Starting with the line that contains "For the beetle head" and stopping after the line that contains "For the rough", copy the entries below exactly. Include nothing else.

▶ **Data to process**
******
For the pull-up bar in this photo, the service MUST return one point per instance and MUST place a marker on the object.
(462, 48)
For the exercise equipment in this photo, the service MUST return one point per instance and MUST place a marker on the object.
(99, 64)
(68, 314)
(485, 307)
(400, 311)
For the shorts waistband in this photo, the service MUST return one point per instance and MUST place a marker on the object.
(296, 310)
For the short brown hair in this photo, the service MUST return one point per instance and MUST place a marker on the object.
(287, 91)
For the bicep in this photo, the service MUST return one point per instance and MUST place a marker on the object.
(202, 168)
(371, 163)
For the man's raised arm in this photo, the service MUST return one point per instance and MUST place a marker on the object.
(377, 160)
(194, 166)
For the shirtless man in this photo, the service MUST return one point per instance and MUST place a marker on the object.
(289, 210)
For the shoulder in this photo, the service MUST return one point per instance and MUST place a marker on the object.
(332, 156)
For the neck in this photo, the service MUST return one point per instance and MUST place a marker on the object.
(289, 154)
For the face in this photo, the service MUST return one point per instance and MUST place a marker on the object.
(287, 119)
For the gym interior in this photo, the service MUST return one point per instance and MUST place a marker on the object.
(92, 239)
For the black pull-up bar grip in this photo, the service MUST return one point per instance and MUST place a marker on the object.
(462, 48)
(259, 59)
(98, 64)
******
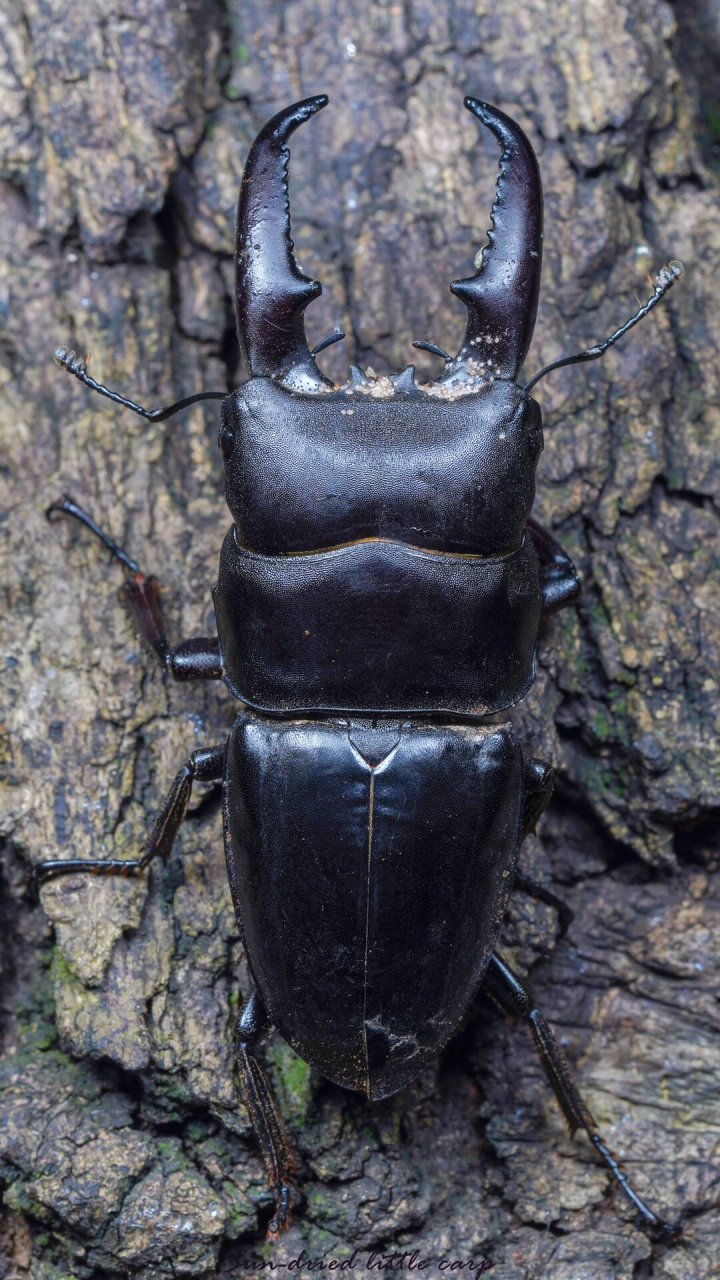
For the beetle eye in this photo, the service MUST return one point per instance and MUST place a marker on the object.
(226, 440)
******
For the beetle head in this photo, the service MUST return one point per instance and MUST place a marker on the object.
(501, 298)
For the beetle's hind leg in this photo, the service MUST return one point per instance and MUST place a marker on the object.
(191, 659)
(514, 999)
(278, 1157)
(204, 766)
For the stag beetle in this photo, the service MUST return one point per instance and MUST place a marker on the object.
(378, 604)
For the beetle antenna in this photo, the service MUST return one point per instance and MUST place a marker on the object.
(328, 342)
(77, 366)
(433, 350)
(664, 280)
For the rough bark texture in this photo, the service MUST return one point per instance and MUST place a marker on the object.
******
▶ **Task response**
For the beetle head in this photo, the service MUST return one point per instance and MUST place a marker on the object.
(501, 298)
For the beetle's hind leg in this photo, the service MUST return one point per instance and MUST place a marker on the object.
(191, 659)
(514, 999)
(278, 1157)
(204, 766)
For the stag beetle in this photo, the service MUST return one point per instance and MUST place a marker on the object.
(378, 604)
For the beetle antenna in this photo, the service MUST return one point per instance and MUST place a marker on the object.
(328, 342)
(77, 366)
(433, 350)
(664, 280)
For the rough bark texture in this photo, the service MUST return one point per instance and MUST place a marker on the object.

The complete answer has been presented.